▶ **CHALLENGE**
Please render all the lines below as a numbered list, leaving out any blank lines.

Point placement records:

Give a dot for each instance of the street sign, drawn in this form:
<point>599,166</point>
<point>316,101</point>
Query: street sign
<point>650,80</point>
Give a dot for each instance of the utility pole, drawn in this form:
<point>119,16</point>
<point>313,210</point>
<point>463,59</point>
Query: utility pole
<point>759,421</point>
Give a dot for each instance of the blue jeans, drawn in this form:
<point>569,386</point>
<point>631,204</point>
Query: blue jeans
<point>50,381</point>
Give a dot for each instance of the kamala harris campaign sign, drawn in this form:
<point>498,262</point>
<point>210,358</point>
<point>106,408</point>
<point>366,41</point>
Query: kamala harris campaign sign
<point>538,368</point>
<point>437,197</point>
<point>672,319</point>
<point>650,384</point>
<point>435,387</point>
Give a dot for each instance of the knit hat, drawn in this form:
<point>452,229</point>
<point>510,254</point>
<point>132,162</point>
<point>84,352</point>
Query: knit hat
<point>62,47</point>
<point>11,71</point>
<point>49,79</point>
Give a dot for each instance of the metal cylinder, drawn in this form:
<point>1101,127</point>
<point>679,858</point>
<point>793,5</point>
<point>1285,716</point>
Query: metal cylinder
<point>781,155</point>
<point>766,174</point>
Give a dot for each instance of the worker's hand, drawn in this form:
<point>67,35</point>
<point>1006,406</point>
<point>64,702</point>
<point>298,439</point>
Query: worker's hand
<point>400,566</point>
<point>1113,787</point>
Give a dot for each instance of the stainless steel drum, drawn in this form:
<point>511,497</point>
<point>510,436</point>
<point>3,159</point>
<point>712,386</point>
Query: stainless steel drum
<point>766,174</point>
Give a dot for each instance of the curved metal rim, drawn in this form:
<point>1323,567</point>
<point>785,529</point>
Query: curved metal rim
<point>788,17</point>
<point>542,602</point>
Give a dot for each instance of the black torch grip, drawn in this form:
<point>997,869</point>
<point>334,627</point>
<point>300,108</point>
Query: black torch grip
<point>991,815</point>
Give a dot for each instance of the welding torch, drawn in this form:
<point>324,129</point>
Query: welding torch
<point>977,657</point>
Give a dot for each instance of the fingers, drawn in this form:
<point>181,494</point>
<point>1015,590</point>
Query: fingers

▶ **RESPONSE TO THIS EXERCISE**
1. Give a dot for each instance of the street sign, drawn in this form:
2. <point>599,166</point>
3. <point>316,101</point>
4. Query: street sign
5. <point>650,80</point>
6. Give a dot for each instance of the utility pole, drawn in this form:
7. <point>119,16</point>
8. <point>313,210</point>
9. <point>463,59</point>
10. Query: utility pole
11. <point>759,421</point>
12. Give a dot for each instance of the blue jeans, drawn in this form:
13. <point>569,386</point>
14. <point>631,204</point>
15. Query: blue jeans
16. <point>50,381</point>
17. Give a dot for each instance of the kamala harris campaign sign, drawn in this form:
18. <point>498,262</point>
19. <point>210,358</point>
20. <point>106,408</point>
21. <point>366,41</point>
22. Query: kamala harris campaign sign
23. <point>538,368</point>
24. <point>437,197</point>
25. <point>672,319</point>
26. <point>650,384</point>
27. <point>435,387</point>
28. Give a dot for each instance of the knit hat, drawn in this form:
29. <point>452,229</point>
30. <point>510,254</point>
31. <point>132,162</point>
32. <point>84,352</point>
33. Query: knit hat
34. <point>62,47</point>
35. <point>11,71</point>
36. <point>49,79</point>
37. Give a dot for each instance of the metal cylinder, drawn in this form:
38. <point>1101,127</point>
39. <point>679,858</point>
40. <point>793,5</point>
41. <point>1285,716</point>
42. Query: metal cylinder
43. <point>781,155</point>
44. <point>766,174</point>
45. Give a dot for each instance of the worker's hand, drawn in this form:
46. <point>67,35</point>
47. <point>1006,406</point>
48. <point>64,702</point>
49. <point>298,439</point>
50. Query: worker's hand
51. <point>400,566</point>
52. <point>1113,787</point>
53. Give a dot for each instance of the stainless steel drum, drawn in this form:
54. <point>511,497</point>
55. <point>510,436</point>
56. <point>3,159</point>
57. <point>712,386</point>
58. Query: stainless steel drum
59. <point>766,174</point>
60. Give a dot for each instance of the curved metal rim, drawn in this form:
61. <point>1323,567</point>
62. <point>785,529</point>
63. Query: curved metal rim
64. <point>788,17</point>
65. <point>542,602</point>
66. Give a dot for each instance of the black torch grip, drawn in this form:
67. <point>997,869</point>
68. <point>334,627</point>
69. <point>300,108</point>
70. Query: black torch grip
71. <point>991,815</point>
72. Give a dot for each instance of the welding torch, drawn in this form:
73. <point>324,129</point>
74. Query: welding torch
75. <point>977,657</point>
76. Give a dot for each instance of the fingers, drawn in this form:
77. <point>181,494</point>
78. <point>1015,590</point>
79. Query: fingers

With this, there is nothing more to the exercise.